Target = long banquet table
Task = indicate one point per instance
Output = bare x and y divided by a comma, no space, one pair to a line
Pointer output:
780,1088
•••
▶ _The problem_
Copy the records above line for line, changing nothing.

▶ _Correct answer_
Target = long banquet table
Task = indicate one point per instance
Output = bare x and y divided by a comma, no space, one pair to a line
Pointer output:
780,1088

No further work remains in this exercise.